TASK OBJECTIVE: Only the lines below between the ones containing "Target: player's arm tattoo" and "formatted as [86,51].", inclusive, are to be reproduced, each exactly as it stands.

MATERIAL PROVIDED:
┌────────
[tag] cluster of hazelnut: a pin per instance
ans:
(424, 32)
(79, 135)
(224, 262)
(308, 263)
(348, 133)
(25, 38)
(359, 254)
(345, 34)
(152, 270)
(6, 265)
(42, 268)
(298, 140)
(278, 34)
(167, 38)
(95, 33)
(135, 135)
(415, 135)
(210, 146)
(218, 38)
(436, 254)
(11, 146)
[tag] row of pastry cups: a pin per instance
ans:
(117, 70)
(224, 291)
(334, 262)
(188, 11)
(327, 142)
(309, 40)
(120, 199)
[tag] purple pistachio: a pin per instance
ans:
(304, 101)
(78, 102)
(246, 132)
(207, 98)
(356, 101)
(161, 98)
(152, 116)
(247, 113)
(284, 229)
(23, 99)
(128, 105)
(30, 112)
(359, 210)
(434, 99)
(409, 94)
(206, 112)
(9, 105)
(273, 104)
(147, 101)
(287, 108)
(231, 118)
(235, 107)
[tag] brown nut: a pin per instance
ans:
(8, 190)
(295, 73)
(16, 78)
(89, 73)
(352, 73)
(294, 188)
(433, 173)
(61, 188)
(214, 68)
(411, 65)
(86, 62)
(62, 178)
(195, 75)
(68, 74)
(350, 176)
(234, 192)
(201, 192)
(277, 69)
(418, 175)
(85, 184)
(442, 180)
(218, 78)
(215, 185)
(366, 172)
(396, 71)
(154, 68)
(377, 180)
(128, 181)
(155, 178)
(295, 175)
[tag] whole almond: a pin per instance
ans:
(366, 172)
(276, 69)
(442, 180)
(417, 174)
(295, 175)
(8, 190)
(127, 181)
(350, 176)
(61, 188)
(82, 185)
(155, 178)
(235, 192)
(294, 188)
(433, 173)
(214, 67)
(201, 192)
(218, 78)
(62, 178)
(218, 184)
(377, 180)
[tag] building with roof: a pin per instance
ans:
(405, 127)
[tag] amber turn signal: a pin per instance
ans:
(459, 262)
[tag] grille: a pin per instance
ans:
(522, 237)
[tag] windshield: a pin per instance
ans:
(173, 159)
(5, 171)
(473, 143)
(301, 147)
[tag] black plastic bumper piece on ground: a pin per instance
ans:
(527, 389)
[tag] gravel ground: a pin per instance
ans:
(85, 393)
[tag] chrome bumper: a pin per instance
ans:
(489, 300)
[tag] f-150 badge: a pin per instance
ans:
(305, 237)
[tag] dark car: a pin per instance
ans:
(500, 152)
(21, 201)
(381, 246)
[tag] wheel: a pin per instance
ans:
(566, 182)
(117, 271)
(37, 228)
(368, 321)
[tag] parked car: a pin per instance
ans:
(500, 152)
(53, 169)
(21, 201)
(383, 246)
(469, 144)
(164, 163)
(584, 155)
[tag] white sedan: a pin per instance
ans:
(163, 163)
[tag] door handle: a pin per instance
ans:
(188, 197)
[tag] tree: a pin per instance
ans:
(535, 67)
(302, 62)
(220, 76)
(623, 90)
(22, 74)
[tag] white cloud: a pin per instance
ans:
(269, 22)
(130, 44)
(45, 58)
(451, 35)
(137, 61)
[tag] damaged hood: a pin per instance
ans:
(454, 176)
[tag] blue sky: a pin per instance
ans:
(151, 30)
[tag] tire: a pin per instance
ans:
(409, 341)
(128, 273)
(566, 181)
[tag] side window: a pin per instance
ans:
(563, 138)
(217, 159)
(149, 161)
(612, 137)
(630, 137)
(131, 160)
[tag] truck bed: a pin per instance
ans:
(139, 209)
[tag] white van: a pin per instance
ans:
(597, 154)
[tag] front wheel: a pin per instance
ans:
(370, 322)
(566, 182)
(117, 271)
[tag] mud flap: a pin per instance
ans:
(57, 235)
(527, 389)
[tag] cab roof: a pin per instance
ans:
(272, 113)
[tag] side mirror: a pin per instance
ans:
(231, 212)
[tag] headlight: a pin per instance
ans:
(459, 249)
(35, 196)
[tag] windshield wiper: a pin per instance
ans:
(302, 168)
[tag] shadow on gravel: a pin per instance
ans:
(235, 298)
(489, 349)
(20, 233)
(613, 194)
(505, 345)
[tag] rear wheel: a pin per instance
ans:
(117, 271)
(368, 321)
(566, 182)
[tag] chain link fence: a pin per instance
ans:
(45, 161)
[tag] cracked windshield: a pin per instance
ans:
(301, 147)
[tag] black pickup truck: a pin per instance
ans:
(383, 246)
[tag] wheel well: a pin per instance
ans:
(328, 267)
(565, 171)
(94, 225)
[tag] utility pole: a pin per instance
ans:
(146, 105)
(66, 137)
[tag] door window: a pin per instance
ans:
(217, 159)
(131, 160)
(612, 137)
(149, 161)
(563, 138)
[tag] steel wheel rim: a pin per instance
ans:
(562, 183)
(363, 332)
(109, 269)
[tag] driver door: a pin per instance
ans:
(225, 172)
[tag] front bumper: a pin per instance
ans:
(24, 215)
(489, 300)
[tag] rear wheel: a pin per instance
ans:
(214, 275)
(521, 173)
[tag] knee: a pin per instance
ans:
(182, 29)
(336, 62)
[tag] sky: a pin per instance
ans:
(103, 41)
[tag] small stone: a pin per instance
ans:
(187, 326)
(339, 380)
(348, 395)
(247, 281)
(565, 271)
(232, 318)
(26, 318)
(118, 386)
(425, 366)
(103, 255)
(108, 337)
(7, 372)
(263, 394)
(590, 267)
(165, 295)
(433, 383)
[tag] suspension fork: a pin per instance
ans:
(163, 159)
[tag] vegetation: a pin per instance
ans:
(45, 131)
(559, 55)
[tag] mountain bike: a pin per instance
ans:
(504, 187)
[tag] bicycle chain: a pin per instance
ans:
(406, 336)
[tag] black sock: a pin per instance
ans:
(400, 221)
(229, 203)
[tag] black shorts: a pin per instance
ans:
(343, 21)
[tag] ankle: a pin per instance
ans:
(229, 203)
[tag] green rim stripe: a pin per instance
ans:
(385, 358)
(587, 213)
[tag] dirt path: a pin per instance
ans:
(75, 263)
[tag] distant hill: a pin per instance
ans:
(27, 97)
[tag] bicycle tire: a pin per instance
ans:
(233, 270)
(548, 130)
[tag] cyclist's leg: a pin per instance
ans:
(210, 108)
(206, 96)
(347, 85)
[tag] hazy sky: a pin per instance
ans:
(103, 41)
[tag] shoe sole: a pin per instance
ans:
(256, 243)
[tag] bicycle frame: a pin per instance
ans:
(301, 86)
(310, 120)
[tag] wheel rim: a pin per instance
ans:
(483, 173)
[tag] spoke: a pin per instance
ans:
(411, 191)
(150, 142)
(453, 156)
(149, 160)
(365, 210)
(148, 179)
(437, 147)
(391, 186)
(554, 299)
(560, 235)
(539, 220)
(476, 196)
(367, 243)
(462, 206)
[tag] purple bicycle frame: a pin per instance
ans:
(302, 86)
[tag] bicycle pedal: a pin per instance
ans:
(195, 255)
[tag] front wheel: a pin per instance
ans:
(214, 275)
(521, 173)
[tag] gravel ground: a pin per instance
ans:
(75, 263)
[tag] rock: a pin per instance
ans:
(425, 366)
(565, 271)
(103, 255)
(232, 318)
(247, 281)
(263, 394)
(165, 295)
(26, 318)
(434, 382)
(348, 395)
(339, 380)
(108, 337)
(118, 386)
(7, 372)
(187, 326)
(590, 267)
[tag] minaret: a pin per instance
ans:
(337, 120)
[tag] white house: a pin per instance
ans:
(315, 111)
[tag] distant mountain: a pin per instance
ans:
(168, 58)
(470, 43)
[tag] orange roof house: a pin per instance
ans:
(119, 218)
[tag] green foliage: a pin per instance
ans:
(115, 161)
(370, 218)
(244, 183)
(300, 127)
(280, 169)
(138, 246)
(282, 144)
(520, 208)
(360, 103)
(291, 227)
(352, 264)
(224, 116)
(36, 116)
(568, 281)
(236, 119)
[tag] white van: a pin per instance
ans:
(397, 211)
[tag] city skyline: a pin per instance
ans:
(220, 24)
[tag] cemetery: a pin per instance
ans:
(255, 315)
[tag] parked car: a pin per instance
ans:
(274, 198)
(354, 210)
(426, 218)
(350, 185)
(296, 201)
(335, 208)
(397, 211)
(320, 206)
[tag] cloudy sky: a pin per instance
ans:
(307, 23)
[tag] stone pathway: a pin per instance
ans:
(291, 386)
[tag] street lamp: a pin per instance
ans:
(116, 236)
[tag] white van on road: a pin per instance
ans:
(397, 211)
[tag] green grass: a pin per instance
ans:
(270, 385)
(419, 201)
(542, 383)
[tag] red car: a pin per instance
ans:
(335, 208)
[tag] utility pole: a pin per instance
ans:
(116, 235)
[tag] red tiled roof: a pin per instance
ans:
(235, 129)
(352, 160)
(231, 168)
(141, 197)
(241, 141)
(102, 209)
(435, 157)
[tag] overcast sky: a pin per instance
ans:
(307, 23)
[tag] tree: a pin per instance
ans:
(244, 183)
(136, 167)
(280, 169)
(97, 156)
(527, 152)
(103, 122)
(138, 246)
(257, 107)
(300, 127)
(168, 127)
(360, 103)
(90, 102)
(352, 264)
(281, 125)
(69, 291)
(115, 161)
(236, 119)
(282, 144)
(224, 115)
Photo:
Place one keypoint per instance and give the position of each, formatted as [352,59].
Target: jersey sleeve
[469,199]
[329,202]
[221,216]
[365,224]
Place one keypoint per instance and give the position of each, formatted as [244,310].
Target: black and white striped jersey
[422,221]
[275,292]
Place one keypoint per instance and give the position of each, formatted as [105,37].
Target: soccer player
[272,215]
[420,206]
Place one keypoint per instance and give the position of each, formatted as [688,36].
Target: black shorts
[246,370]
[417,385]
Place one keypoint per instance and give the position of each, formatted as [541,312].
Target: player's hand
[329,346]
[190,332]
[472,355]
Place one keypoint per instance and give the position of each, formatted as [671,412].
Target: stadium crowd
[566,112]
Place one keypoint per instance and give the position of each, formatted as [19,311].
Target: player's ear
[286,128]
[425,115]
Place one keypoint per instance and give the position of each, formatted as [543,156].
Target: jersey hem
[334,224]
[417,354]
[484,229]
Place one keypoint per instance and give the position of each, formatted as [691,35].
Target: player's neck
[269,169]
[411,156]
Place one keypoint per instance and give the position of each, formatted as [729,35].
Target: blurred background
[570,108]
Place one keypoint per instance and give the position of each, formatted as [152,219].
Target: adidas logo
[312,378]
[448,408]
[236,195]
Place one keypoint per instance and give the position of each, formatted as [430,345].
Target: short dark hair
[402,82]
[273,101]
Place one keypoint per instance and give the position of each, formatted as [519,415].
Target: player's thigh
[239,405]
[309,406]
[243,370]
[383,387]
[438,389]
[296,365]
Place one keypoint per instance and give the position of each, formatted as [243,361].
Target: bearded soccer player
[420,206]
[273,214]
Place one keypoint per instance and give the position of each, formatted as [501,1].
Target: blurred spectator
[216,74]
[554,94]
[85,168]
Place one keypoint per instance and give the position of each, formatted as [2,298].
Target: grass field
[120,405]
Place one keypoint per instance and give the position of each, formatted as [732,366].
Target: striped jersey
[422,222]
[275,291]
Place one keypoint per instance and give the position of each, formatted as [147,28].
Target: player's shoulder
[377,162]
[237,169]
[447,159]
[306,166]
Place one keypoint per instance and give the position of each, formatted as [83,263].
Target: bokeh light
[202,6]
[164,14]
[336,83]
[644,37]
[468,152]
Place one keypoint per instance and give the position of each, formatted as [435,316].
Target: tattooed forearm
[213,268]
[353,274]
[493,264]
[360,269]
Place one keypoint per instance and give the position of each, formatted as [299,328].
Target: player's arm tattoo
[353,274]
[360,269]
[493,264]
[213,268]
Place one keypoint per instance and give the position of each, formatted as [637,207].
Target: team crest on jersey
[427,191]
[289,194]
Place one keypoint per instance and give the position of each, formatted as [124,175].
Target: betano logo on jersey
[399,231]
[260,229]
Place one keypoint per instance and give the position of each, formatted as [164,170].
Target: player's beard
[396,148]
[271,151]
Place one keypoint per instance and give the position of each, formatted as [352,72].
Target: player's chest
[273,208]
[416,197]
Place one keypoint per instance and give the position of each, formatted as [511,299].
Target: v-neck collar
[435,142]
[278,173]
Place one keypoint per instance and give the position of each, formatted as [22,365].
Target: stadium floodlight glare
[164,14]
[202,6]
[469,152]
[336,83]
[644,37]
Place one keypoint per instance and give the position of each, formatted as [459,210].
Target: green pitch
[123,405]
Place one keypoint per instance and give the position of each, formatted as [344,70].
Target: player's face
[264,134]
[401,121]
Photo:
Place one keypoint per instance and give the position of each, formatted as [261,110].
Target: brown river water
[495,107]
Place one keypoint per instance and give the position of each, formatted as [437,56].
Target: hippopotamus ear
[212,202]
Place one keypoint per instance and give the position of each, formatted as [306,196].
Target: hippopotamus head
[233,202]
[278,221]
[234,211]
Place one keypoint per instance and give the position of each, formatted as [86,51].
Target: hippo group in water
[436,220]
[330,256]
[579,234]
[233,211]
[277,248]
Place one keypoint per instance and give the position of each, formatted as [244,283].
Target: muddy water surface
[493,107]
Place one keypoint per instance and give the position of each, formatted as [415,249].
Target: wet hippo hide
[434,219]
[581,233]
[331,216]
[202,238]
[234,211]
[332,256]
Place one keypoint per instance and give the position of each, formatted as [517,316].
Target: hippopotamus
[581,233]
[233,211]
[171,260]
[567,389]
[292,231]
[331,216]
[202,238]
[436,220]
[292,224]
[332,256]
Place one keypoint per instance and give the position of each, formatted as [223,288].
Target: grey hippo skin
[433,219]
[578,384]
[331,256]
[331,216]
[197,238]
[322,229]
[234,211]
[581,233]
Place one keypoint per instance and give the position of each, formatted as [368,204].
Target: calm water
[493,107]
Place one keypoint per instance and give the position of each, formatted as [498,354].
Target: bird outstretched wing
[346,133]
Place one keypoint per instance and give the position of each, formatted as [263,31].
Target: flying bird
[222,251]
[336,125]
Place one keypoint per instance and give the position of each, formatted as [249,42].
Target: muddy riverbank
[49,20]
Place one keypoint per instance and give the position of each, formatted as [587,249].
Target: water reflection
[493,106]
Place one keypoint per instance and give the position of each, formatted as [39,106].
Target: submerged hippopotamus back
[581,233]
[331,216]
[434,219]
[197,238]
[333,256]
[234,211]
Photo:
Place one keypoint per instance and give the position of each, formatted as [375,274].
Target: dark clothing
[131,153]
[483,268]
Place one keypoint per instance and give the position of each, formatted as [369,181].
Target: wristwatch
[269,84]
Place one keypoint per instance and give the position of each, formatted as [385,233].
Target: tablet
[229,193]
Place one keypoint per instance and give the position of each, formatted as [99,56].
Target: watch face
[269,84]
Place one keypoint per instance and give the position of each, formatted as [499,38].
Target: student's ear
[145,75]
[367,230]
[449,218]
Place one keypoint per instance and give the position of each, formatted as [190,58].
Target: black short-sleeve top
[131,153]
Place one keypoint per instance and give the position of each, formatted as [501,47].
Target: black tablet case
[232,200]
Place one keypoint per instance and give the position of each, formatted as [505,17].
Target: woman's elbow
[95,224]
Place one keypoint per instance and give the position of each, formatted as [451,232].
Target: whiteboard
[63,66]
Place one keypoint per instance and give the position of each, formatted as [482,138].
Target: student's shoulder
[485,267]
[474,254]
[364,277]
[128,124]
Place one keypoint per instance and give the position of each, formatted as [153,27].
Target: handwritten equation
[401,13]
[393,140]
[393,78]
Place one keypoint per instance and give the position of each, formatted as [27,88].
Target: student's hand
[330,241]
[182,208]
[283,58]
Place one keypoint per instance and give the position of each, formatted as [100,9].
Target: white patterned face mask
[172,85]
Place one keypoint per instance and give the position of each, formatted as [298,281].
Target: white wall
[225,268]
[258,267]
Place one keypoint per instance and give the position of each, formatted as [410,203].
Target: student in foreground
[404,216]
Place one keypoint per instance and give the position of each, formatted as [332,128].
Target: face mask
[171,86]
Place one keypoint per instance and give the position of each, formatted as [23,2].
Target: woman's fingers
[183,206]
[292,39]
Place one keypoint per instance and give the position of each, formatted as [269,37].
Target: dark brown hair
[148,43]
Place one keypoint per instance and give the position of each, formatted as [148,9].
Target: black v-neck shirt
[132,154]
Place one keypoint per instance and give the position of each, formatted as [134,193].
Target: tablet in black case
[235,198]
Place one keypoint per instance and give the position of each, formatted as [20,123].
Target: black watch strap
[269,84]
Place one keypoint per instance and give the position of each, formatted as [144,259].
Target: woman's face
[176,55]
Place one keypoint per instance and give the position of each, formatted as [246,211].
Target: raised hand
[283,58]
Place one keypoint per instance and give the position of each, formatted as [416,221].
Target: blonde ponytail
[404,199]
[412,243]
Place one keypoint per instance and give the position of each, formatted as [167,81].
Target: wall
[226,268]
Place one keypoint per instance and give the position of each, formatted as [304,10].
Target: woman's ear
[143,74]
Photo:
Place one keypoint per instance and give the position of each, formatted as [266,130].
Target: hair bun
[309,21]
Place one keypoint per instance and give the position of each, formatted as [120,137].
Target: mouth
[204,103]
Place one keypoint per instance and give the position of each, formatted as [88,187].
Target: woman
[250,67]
└────────
REPLY TO THE EXERCISE:
Target: player's arm tattoo
[353,274]
[360,269]
[493,264]
[213,268]
Place one keypoint per instance and give the position of each, formatted as [637,207].
Target: team crest on jersey
[427,191]
[289,194]
Place one keypoint per instance and give the position of each, formatted as [124,175].
Target: betano logo on jersey
[399,231]
[260,229]
Place one keypoint per instance and give the position of each, formatted as [164,170].
Target: player's beard
[396,148]
[271,151]
Place one keypoint per instance and give the position of each, formatted as [352,72].
Target: player's chest
[273,208]
[416,197]
Place one keypoint per instance and give the position of each, formatted as [511,299].
Target: v-neck collar
[435,142]
[278,173]
Place one keypoint per instance and give the position of each, formatted as [22,365].
Target: stadium floodlight glare
[164,14]
[202,6]
[469,152]
[336,83]
[644,37]
Place one keypoint per instance and give the position of each, formatted as [459,210].
Target: green pitch
[123,405]
Place one keypoint per instance and give the position of each, formatted as [344,70].
Target: player's face
[264,134]
[401,121]
Photo:
Place one keypoint per instance and give the position of each, formatted as [261,110].
Target: brown river water
[495,107]
Place one keypoint per instance and give the position of each, formatted as [437,56].
Target: hippopotamus ear
[212,202]
Place one keypoint per instance and give the position of each, formatted as [306,196].
Target: hippopotamus head
[233,202]
[278,221]
[234,211]
Place one keypoint per instance and give the position of each, formatted as [86,51].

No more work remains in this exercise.